> **Page excerpt**:
Statement in Cohen-Tanoudji I don't understand

[quasar987]

He writes, talking about the ket space X of a physical system,

In general, the dual space $X^*$ and the state space $X$ are not isomorphic, except of course, if $X$ is finite dimensional.

Can someone explain why they are isom. in the event of finite dimensionality?

For instance, say X is finite. To every |x> in X is associated the linear functional $<x|$ (the "inner product functional"). But also, given any (non-identity) linear operator A on X, <x|A is a new linear functionnal on X, is it not*? So that makes the cardinality of $X^*$ greater than the cardinality of X, so there can be no bijection between them.

What's wrong?*I should say potentially new, because if A maps every |x1> towards |x2>'s such that, by miracle, <x|x1>=<x|x2>, then <x| and <x|A really are the same functional...

 

[dextercioby]

I don't get it. That dual is the algebraic dual or the topological dual ? (In the case of finite dim. LTS they coincide, so it doesn't matter.)

How can you infer that " the cardinality of X^{*} is greater than the cardinality of X" based on what you've written ?

Daniel.

 

[quasar987]

Ok, my counter-exemple's not good. But my main question remains. Why are X and it's dual isomorphic in the even that X is finite dimensional?

(The dual X^* is the set of all linear functionals on X.. I guess that's the algebraic dual?)

 

[StatusX]

In a Hilbert space you can show every linear functional arises as the inner product with some element in the space. There's your bijection. Of course, having the same cardinality does not entail having the same dimension, but you can show the image of a basis in the space under this bijection is a basis in the dual space.

 

[dextercioby]

Ok, my counter-exemple's not good. But my main question remains. Why are X and it's dual isomorphic in the even that X is finite dimensional?

(The dual X^* is the set of all linear functionals on X.. I guess that's the algebraic dual?)

For complex Hilbert spaces, X and X' ( with X' the topological dual) are isometrically complex conjugate isomorphic, by the Riesz representation theorem.

If the Hilbert space is finite dimensional, then the topological dual and the algebraic dual coincide and the isometric complex conjugate isomorphism is obviously still valid.

If your initial space X was not a linear topological space, but merely a finite dimensional linear space, then you'd have to go back to the linear algebra course and search for a method to prove the complex conjugate isomorphism.

Daniel.

> **Exercise set**:
A. Copy the dual-space thread word for word from "Statement in Cohen-Tanoudji" to "the same functional...".
B. Return each line of the listing that contains the string "plain".
The listing has no connection to the dual-space thread.

> **Records for the task**:
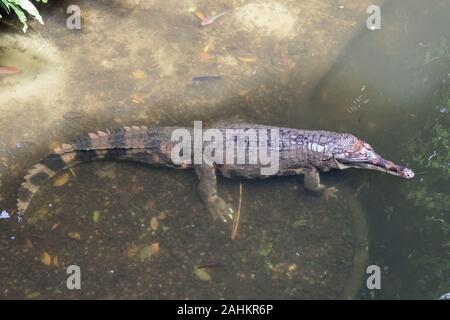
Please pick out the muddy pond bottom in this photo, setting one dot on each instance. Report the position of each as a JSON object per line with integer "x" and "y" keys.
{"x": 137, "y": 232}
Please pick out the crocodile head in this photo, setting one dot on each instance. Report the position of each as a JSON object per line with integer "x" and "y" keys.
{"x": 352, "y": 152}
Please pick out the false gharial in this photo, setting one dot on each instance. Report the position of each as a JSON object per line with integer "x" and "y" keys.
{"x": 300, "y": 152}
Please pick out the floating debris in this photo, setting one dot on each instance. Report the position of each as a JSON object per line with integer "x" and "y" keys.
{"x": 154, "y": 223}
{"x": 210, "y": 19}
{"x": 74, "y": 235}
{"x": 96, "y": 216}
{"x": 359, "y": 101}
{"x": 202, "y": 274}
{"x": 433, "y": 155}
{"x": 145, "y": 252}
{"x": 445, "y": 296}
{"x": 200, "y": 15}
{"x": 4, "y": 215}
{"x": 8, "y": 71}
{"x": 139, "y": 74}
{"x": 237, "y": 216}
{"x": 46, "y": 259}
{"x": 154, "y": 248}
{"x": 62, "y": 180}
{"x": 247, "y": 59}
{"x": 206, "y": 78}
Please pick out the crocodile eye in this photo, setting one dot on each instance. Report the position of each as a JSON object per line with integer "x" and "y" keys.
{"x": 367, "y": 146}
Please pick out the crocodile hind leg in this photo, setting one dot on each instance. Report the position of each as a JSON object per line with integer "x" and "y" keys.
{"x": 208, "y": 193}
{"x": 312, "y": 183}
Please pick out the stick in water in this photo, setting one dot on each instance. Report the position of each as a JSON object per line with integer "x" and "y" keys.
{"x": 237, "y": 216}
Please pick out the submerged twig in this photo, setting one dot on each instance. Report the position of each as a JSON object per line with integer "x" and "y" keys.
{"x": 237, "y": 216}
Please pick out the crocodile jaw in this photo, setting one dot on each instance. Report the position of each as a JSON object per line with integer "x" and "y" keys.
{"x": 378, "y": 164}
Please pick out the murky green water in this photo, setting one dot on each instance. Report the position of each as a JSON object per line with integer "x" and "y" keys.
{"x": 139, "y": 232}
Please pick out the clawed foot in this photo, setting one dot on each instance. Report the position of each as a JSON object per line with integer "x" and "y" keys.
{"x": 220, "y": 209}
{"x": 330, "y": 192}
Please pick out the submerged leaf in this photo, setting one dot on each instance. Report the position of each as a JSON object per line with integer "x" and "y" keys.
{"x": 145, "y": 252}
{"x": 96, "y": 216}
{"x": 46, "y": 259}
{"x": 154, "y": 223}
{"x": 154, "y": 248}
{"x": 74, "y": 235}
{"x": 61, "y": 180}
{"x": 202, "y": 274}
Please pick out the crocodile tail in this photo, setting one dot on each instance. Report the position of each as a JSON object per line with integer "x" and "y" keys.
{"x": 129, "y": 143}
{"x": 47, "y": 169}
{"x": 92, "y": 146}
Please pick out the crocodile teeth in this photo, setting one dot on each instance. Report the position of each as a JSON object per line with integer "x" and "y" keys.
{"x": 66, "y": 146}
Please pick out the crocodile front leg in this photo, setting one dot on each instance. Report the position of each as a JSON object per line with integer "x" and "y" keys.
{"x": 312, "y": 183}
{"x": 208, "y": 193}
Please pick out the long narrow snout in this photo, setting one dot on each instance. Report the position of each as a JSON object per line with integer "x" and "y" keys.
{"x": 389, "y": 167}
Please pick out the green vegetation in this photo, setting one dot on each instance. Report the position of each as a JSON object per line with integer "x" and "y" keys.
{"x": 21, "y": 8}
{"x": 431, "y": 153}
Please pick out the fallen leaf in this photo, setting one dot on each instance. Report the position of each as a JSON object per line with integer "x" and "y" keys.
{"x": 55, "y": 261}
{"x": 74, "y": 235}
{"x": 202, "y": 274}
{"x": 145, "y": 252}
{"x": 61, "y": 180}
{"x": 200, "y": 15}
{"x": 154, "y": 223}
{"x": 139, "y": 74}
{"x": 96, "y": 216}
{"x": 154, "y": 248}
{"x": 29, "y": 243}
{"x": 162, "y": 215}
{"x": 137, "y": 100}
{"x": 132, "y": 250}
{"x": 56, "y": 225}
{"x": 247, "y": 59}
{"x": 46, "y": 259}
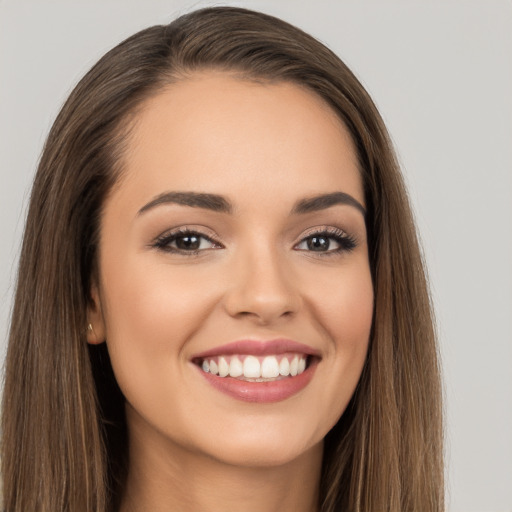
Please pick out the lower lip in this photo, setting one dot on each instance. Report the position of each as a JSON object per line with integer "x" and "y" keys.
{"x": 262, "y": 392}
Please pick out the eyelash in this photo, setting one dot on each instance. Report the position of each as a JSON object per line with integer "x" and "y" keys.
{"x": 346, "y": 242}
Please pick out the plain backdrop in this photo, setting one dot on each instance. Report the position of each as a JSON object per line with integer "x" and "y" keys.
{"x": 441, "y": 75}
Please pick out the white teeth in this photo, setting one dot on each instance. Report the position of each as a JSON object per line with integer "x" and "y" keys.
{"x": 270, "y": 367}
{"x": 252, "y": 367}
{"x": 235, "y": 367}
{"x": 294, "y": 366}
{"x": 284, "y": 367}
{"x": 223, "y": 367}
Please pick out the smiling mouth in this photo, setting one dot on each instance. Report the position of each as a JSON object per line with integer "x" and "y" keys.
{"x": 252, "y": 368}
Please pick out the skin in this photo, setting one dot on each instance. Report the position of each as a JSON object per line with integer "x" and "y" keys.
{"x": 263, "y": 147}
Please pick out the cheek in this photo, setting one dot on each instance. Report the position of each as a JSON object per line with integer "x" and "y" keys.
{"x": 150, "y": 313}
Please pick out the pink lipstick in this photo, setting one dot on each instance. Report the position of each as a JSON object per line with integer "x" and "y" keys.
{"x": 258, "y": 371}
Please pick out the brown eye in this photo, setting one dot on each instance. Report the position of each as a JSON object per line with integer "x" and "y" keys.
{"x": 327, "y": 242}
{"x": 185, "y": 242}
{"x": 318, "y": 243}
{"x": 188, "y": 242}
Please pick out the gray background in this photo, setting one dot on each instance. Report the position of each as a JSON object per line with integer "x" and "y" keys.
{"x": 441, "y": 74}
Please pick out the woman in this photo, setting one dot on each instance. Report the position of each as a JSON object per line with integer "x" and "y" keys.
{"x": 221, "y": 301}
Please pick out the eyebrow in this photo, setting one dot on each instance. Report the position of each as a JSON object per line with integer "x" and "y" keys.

> **Task-by-task results**:
A.
Statement in Cohen-Tanoudji I don't understand

[quasar987]

He writes, talking about the ket space X of a physical system,

In general, the dual space $X^*$ and the state space $X$ are not isomorphic, except of course, if $X$ is finite dimensional.

Can someone explain why they are isom. in the event of finite dimensionality?

For instance, say X is finite. To every |x> in X is associated the linear functional $<x|$ (the "inner product functional"). But also, given any (non-identity) linear operator A on X, <x|A is a new linear functionnal on X, is it not*? So that makes the cardinality of $X^*$ greater than the cardinality of X, so there can be no bijection between them.

What's wrong?*I should say potentially new, because if A maps every |x1> towards |x2>'s such that, by miracle, <x|x1>=<x|x2>, then <x| and <x|A really are the same functional...

B.
Please pick out the plain backdrop in this photo, setting one dot on each instance. Report the position of each as a JSON object per line with integer "x" and "y" keys.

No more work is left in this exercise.